(Records shown Opens)

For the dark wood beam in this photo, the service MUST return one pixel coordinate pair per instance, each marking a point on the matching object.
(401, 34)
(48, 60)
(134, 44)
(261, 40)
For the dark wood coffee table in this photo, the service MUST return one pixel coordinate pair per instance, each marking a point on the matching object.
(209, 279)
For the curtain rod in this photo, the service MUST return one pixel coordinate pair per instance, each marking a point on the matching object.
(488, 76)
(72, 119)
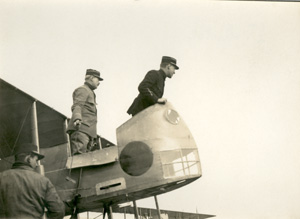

(Records shown Closes)

Everything in the data above should be set down again exactly, except the pictures.

For the dark wood beam in this photo, the service MUST return one pixel coordinate pair per instance, each marking a point on the matching object.
(401, 34)
(48, 60)
(134, 44)
(261, 40)
For the dark wood coffee table in this photo, the service MUST return one pixel coordinate pair per instance, each marking a point on the matching object.
(209, 279)
For the curtain rod in this photo, the service MUST return one pixel coordinate pair per instance, each marking a point on the matching object.
(488, 76)
(72, 119)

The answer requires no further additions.